## WHAT YOU HAVE TO DO
Could you give each of the records again with "spire" swapped for "steeple" and nothing else changed, leaving the pictures out of your answer?
---*---
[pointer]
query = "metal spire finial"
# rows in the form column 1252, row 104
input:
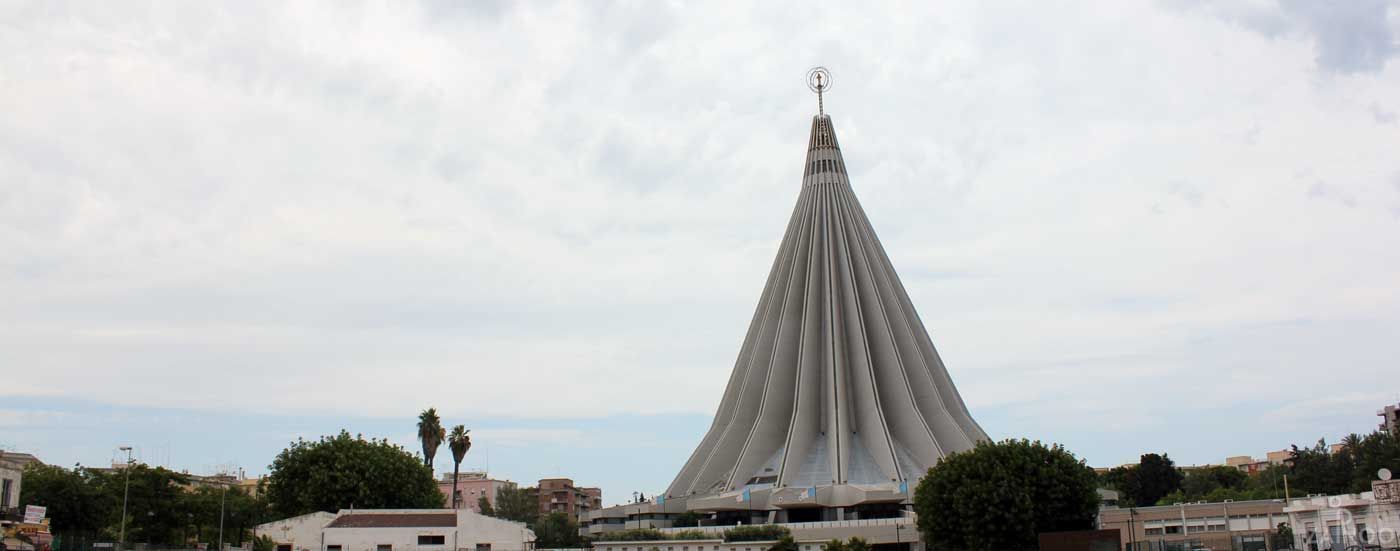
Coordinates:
column 819, row 81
---*---
## EXPECTED ANSWER
[pointer]
query = "metal steeple finial"
# rows in the form column 1252, row 104
input:
Coordinates:
column 819, row 81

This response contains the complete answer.